# Dataset extract:
────────────────
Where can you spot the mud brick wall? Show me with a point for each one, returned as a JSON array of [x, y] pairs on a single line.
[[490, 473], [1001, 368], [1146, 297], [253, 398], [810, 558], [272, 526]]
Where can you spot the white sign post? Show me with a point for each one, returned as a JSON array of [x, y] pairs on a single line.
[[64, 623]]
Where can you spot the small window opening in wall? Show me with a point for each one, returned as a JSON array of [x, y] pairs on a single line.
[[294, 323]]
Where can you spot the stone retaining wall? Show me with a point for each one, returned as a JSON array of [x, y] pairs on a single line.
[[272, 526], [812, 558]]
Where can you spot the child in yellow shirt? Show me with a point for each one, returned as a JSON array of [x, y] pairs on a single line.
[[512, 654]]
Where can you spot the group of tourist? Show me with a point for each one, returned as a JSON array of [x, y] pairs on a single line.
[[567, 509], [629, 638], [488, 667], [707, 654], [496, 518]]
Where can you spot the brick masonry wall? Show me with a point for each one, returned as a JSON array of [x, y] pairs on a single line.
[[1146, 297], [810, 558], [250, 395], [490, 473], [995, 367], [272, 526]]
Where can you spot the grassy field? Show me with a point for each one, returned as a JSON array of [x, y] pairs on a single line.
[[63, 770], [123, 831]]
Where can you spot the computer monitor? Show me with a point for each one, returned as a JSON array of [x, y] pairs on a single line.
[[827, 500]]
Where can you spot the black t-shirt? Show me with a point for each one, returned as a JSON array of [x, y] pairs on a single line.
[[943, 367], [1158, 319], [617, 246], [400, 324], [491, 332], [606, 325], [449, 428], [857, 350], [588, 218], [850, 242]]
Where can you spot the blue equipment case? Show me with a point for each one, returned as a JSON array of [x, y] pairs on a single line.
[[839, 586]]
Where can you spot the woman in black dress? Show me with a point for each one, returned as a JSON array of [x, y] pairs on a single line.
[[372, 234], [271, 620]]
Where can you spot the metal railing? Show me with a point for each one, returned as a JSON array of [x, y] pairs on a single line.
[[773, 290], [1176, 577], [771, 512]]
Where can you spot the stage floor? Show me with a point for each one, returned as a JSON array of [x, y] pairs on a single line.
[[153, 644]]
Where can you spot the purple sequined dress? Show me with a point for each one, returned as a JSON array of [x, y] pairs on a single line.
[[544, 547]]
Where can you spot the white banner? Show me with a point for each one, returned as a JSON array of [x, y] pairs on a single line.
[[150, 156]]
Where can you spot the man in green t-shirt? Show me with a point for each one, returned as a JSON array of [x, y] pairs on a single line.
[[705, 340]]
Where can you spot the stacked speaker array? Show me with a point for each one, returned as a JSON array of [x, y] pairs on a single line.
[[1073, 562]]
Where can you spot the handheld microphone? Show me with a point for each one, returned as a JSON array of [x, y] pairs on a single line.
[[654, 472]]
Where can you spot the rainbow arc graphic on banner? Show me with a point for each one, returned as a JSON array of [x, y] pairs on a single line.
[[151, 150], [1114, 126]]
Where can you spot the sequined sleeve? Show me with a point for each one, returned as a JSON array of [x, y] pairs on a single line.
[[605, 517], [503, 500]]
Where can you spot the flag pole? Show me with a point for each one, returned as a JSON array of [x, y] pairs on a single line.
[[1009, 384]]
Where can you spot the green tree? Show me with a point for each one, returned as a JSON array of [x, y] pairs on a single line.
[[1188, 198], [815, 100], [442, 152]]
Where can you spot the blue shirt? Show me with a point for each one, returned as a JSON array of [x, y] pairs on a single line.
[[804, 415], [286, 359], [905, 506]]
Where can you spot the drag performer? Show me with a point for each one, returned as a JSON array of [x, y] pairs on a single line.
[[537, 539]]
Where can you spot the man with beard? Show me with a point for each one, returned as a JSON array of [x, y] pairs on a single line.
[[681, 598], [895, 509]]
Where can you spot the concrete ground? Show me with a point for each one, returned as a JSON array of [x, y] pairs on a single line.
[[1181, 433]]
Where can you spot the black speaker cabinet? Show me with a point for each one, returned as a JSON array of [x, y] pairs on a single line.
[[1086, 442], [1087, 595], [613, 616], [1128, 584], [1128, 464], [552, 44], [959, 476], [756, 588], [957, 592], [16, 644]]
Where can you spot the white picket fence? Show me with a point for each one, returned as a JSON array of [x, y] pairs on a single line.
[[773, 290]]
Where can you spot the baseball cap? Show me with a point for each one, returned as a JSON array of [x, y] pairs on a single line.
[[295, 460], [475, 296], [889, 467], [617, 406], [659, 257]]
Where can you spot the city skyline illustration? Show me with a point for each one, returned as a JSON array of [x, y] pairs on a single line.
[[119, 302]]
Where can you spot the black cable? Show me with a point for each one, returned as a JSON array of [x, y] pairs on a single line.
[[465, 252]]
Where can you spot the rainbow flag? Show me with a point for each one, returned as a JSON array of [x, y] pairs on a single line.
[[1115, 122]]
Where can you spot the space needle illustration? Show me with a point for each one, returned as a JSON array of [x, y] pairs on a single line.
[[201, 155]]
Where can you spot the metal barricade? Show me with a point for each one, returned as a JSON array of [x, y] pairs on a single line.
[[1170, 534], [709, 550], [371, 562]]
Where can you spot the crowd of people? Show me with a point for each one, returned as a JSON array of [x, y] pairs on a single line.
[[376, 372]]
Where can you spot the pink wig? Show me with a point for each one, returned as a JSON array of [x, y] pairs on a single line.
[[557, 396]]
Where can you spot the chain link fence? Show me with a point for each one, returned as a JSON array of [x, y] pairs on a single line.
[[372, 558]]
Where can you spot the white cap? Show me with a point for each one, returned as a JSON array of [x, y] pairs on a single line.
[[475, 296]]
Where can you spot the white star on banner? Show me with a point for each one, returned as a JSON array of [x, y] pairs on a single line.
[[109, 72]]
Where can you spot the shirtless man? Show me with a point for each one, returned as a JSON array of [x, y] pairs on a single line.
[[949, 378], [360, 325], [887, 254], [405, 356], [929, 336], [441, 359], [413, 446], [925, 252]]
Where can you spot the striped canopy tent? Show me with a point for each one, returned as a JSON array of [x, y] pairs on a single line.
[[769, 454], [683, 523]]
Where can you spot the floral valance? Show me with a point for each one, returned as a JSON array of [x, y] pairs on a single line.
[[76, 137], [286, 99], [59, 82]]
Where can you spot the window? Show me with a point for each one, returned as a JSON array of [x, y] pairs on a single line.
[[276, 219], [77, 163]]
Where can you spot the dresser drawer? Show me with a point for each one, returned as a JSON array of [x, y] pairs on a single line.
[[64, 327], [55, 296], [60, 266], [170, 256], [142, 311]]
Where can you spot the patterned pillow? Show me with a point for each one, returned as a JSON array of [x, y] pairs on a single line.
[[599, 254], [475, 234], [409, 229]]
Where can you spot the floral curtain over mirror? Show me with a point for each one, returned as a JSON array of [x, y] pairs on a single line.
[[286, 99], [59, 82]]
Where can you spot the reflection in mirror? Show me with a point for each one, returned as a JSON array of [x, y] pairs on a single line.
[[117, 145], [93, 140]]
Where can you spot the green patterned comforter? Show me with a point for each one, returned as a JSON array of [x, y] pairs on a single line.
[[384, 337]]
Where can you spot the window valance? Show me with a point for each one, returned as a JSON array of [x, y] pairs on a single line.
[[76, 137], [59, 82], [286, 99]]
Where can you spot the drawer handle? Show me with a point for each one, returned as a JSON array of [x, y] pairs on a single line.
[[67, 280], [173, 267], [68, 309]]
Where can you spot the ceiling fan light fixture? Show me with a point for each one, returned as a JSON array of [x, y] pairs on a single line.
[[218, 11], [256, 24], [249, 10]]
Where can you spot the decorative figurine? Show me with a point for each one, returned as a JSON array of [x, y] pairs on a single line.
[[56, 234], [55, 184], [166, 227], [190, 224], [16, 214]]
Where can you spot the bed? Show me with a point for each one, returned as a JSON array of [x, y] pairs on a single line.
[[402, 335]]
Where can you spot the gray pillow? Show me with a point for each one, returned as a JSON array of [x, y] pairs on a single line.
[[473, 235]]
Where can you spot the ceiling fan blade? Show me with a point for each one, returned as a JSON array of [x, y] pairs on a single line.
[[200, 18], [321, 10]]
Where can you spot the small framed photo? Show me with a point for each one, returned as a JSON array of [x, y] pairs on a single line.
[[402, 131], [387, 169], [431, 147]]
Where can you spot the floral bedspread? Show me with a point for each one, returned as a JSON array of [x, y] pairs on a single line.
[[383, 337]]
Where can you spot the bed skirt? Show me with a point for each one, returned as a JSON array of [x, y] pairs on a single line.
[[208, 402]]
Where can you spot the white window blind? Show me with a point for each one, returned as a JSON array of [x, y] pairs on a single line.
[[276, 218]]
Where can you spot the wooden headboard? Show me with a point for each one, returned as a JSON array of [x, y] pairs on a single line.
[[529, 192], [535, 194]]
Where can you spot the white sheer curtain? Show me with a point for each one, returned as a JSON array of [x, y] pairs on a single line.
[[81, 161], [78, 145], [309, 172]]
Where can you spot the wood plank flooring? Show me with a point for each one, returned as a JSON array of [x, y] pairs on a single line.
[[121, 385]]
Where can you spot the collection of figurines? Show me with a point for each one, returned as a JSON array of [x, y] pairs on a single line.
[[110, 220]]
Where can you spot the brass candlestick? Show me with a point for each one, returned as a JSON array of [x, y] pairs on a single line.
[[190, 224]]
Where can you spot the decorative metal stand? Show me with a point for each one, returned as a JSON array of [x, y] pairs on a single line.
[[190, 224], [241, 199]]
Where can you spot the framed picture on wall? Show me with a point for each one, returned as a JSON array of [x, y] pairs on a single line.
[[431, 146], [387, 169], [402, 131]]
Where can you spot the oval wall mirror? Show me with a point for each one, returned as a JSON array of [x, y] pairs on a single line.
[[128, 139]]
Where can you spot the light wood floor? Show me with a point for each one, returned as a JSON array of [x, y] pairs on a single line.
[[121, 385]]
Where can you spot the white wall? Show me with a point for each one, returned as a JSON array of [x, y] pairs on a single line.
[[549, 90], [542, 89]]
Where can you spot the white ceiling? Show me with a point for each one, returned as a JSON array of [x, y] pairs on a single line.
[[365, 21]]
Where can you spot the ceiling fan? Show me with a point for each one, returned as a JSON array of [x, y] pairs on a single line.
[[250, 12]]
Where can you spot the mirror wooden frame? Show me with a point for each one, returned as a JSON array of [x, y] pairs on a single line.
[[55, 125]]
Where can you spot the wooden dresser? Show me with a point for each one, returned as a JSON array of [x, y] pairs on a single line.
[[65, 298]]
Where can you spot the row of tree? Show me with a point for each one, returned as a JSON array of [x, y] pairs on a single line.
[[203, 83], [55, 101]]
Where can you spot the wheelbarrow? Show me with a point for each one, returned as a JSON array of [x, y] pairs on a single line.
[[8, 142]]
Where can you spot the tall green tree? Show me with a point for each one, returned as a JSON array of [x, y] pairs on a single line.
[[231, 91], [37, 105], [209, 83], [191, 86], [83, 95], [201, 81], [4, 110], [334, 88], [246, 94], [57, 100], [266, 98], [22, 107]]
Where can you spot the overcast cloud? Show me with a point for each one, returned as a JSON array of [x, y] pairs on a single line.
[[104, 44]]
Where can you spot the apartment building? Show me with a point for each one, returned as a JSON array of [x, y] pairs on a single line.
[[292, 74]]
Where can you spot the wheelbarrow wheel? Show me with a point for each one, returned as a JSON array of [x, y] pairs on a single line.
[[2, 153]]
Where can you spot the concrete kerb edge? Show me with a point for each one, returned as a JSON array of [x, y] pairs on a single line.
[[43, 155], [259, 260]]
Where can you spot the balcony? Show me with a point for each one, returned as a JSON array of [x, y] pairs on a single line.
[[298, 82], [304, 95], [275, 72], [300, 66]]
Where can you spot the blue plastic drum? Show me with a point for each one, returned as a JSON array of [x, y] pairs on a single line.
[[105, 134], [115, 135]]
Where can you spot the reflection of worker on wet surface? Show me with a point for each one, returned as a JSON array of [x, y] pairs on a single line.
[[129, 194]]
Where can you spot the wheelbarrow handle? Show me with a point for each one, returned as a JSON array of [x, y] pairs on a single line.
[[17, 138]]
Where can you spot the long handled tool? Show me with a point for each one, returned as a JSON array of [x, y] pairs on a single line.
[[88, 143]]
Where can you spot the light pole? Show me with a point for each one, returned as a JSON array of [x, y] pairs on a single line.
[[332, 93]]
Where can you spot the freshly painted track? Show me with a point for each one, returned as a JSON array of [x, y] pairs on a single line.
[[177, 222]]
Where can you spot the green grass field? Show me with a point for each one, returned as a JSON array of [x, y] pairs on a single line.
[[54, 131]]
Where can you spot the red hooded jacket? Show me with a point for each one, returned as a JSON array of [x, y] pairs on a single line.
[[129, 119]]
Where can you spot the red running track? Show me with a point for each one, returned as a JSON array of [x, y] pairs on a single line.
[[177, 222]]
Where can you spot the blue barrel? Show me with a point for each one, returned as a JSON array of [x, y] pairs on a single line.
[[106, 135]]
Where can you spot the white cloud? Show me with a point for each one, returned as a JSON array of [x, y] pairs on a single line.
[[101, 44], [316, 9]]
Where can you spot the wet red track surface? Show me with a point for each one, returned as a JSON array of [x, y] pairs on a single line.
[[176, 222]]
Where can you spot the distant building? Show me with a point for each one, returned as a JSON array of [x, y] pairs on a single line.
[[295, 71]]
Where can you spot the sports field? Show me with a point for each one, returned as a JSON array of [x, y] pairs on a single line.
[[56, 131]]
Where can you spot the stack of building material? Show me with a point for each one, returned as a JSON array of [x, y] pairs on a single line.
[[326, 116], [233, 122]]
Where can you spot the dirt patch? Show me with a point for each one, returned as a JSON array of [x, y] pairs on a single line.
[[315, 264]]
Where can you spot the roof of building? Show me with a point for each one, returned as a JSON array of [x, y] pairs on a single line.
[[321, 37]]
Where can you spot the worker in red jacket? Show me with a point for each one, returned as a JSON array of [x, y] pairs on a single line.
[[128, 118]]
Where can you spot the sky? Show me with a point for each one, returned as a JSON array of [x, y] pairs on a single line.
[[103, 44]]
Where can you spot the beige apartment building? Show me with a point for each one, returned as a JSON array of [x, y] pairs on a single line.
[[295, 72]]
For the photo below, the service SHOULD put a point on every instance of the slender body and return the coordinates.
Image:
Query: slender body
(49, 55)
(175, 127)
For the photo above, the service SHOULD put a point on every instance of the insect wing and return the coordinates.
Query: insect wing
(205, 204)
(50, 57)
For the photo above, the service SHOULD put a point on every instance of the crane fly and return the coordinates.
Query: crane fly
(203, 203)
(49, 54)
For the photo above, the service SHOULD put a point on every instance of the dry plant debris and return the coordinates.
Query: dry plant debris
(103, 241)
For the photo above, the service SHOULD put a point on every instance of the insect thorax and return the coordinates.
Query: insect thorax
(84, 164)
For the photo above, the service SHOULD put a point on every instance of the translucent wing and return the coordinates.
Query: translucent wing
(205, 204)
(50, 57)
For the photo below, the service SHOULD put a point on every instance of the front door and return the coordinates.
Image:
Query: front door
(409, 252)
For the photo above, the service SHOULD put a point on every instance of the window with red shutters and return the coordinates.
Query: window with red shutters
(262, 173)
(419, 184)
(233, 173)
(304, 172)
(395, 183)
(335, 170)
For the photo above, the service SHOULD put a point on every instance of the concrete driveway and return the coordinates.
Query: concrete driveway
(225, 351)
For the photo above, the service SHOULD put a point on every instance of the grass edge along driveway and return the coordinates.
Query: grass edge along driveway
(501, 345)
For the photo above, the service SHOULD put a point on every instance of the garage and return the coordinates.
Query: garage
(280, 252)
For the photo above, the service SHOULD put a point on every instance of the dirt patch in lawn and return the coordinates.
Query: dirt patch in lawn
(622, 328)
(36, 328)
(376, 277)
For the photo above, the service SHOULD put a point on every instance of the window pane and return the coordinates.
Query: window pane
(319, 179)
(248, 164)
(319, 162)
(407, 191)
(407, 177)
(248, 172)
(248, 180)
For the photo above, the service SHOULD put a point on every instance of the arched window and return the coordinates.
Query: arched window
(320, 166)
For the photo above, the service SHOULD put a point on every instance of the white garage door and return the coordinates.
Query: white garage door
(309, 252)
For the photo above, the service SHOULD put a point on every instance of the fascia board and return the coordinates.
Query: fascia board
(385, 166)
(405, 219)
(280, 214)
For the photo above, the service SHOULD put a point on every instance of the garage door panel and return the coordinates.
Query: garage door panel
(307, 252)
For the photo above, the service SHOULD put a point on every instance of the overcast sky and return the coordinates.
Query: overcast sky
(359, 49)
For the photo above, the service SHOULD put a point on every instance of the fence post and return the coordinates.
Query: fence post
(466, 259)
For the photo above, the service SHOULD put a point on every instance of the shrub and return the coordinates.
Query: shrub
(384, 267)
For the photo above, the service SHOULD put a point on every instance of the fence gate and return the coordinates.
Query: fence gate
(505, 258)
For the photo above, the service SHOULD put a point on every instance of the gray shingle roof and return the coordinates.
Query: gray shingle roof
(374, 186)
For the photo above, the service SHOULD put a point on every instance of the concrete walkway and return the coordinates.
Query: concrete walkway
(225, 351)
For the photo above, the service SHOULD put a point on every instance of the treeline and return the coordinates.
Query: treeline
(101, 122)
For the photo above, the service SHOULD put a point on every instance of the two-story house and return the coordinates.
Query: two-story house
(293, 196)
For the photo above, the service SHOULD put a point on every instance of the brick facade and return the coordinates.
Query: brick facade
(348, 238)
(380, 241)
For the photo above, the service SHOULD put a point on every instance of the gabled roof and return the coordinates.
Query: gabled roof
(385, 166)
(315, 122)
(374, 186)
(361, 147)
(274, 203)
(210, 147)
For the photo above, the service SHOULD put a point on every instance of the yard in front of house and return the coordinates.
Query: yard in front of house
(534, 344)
────────────────
# Task to carry out:
Looking at the material above, count the lines that hold "below" and give the total alone.

# Answer to this problem:
2